• [Source extract]
* * * *
On the Economic crisis and the Conservative Action Plan
The economic crisis has hit like a Saskatchewan thunderstorm: loud and powerful, breaking out from the contradictions of capitalism. Now, as the Canadian poet says, “With the long roar of elm-trees swept and swayed … Column on column comes the drenching rain.” In middle of this storm is the Harper Conservative government – and all the pro-business governments – functioning to transfer the shock and disaster directly into our communities, our class, our generation and our environment all while generating profits for “the Masters of the Canadian Capitalist Universe.”
NO AID TO YOUTH. As our May Central Committee noted, Harper’s budget provided no aid to students, young mothers, young workers, aboriginal youth, racalized youth, or young farmers. The effects of these policies are now obvious. The federal scenario has percolated like sour coffee through all levels of the bourgeoisie state, provincially and municipally, as well as into school boards and university administrations.
The Globe and Mail announced today that even in the supposedly robust economy of British Columbia, “the government deficit has exploded, from $495-million budgeted in February to nearly $3-billion now.” (This is the context of the new “Harmonized Sales Tax” corporate hand-out condemned recently by the YCL BC. The Harmonized Sales Tax combines two taxes, the Provincial Sales Tax and the federal Goods and Services Tax, into one federally administered sales tax. When this takes place, almost everything which PST does not apply to will see a 7% increase in cost.)
Alberta is also running a billion dollar deficit, even though it is illegal for the province to run a deficit! Toronto’s CUPE strike, sparked when City refused to take100 pages of concessions off the table or to meet the 3% plus wage increase already paid to other unionized city workers, placed the union as scapegoat for the economic crisis. And these are just two examples.
* * * *
(Raw records)
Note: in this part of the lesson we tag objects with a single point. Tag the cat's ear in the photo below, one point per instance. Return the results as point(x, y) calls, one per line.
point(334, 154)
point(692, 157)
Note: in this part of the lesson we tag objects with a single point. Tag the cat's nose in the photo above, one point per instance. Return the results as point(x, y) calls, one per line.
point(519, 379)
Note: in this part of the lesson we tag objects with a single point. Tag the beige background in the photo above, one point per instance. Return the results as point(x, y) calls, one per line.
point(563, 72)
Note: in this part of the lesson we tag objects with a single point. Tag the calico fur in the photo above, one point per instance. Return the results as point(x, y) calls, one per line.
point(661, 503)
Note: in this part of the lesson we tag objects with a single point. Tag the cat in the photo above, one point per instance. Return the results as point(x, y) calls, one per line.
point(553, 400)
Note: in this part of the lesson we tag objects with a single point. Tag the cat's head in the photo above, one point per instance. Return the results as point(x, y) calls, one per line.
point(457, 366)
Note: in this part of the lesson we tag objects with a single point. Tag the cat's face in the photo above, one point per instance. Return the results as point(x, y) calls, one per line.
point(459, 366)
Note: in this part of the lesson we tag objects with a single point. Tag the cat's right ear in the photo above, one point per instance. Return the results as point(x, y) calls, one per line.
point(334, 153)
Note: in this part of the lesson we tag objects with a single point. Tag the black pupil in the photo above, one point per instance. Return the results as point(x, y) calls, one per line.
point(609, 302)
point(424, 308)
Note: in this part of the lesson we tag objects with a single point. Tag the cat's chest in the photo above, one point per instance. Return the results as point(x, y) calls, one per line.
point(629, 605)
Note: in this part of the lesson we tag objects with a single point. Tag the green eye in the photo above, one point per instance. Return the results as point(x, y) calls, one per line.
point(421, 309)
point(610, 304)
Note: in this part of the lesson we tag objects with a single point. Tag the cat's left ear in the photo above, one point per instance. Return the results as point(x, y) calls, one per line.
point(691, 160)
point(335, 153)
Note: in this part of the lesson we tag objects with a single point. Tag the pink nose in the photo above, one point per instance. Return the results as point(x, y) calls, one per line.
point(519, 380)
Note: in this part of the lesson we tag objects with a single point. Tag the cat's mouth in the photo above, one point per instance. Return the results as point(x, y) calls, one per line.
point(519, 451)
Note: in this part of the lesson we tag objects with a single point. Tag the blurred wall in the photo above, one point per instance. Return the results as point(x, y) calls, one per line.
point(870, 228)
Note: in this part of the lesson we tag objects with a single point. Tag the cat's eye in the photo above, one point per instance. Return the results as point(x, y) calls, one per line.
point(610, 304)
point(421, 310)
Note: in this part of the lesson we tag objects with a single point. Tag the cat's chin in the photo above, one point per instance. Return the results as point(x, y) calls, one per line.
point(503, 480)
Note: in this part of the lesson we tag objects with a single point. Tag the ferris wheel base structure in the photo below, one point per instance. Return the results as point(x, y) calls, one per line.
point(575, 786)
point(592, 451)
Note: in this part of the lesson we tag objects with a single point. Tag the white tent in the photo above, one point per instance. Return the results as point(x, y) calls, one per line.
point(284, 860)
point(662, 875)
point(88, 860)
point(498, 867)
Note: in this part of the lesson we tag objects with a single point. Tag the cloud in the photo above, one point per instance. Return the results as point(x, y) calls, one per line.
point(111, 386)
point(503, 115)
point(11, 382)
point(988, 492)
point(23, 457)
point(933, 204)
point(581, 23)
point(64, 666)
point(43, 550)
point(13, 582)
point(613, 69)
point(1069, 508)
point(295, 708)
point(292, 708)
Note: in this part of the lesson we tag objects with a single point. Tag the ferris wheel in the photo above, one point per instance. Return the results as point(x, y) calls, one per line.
* * * *
• [Jobs]
1. Name every tax mentioned in the piece on the economic crisis.
2. Format the records from the line with "the cat's chin" to the line with "point(592, 451)" as a numbered list.
The text and the records are unrelated material.

• [Responses]
1.
Harmonized Sales Tax
Provincial Sales Tax
Goods and Services Tax

2.
1. Note: in this part of the lesson we tag objects with a single point. Tag the cat's chin in the photo above, one point per instance. Return the results as point(x, y) calls, one per line.
2. point(503, 480)
3. Note: in this part of the lesson we tag objects with a single point. Tag the ferris wheel base structure in the photo below, one point per instance. Return the results as point(x, y) calls, one per line.
4. point(575, 786)
5. point(592, 451)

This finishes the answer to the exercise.